## PROBLEM
Find each line in the records below that contains the word "child" and copy those lines out in full, treating uppercase and lowercase as different.
☆ ☆ ☆ ☆
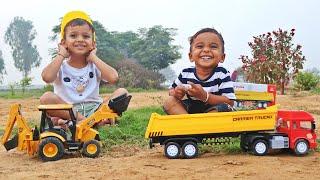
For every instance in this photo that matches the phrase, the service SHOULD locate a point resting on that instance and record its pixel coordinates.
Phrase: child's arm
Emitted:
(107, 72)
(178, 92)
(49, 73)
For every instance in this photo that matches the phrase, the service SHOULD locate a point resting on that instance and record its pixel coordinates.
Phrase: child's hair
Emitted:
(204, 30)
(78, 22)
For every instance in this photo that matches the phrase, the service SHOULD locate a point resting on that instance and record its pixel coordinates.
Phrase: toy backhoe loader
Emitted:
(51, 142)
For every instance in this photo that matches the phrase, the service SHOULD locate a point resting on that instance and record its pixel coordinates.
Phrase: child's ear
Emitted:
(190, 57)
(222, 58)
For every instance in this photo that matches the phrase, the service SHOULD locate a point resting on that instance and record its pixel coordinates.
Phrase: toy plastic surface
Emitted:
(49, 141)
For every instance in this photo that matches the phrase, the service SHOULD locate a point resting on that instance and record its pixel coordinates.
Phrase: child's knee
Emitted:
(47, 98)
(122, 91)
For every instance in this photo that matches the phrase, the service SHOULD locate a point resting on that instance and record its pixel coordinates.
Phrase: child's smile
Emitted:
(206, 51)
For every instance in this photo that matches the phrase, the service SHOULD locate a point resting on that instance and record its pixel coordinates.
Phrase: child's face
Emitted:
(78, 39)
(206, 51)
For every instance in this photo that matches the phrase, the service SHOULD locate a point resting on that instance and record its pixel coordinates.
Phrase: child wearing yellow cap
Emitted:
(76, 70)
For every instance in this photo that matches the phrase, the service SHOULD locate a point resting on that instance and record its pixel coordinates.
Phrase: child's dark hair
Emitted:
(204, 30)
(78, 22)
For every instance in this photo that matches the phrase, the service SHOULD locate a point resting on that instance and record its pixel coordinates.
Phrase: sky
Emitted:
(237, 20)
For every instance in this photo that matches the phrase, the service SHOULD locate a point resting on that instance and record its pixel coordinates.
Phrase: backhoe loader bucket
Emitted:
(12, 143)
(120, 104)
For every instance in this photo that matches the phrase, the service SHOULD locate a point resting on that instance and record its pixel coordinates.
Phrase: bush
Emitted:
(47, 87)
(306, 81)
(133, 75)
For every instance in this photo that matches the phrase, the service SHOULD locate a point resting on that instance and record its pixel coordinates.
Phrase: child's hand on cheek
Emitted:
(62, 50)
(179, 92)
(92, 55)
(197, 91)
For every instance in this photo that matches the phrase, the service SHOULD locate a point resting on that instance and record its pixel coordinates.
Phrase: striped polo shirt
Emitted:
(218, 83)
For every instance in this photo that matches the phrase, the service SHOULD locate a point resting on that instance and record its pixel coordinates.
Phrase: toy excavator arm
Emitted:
☆ ☆ ☆ ☆
## TASK RESULT
Phrase: child's arm
Phrase: child's hair
Phrase: child's ear
Phrase: child's knee
Phrase: child's smile
Phrase: child's face
Phrase: child wearing yellow cap
Phrase: child's dark hair
Phrase: child's hand on cheek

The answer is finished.